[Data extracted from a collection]

— begin —

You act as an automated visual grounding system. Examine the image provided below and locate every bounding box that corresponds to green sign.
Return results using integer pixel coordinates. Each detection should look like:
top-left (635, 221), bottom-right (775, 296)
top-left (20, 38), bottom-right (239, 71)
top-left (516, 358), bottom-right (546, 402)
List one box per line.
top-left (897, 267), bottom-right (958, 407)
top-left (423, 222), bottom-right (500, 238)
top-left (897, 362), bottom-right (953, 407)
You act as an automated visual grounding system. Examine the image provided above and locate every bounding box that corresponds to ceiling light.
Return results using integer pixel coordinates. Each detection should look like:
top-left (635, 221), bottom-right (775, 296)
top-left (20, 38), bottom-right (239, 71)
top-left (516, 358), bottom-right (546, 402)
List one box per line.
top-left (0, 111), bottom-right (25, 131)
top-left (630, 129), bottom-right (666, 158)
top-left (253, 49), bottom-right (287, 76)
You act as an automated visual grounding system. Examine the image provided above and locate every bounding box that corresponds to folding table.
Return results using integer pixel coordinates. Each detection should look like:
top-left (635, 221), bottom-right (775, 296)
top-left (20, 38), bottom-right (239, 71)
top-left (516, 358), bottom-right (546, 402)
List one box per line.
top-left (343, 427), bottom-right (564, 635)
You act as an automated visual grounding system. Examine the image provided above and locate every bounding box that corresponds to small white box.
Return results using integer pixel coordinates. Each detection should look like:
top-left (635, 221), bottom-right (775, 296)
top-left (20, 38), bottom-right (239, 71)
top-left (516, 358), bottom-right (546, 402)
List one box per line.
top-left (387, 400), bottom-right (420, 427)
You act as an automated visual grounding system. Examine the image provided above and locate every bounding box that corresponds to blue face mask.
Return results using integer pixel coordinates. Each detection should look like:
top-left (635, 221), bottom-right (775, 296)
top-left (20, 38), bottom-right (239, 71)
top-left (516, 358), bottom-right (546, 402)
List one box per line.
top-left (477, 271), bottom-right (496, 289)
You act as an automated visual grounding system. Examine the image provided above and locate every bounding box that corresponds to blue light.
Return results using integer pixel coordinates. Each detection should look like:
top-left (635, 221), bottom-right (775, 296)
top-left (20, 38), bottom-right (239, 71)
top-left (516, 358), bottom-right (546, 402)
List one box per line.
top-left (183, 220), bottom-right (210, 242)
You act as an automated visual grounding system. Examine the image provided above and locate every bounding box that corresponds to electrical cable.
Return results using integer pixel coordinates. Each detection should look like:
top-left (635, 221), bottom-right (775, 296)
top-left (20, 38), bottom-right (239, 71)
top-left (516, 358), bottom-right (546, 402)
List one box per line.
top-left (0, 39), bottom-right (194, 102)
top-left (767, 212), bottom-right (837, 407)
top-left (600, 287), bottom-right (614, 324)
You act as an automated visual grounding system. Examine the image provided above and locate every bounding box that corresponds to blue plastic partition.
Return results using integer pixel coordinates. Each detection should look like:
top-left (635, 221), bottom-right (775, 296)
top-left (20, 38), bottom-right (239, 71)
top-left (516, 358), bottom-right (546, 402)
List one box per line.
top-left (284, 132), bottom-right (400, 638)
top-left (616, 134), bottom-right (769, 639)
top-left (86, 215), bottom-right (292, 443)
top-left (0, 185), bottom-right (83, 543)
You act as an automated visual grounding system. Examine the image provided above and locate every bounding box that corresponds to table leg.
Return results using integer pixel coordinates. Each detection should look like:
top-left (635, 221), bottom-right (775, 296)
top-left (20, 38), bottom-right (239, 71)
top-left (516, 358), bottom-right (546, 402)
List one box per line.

— end —

# BRIEF:
Reproduce the part of the records that opens with the line containing "blue plastic partition." and closes with the line containing "top-left (0, 185), bottom-right (83, 543)", both lines included and the requests kept. Increase every bounding-box coordinate in the answers by 142, and leave the requests and their sample coordinates unchanged.

# PROBLEM SOLUTION:
You act as an automated visual grounding system. Examine the image provided above and locate every bounding box that corresponds to blue plastic partition.
Return results using integer pixel coordinates. Each detection should look like:
top-left (635, 221), bottom-right (775, 296)
top-left (20, 38), bottom-right (239, 71)
top-left (516, 358), bottom-right (546, 402)
List one box per line.
top-left (426, 274), bottom-right (542, 780)
top-left (758, 276), bottom-right (911, 781)
top-left (228, 357), bottom-right (434, 585)
top-left (142, 327), bottom-right (225, 685)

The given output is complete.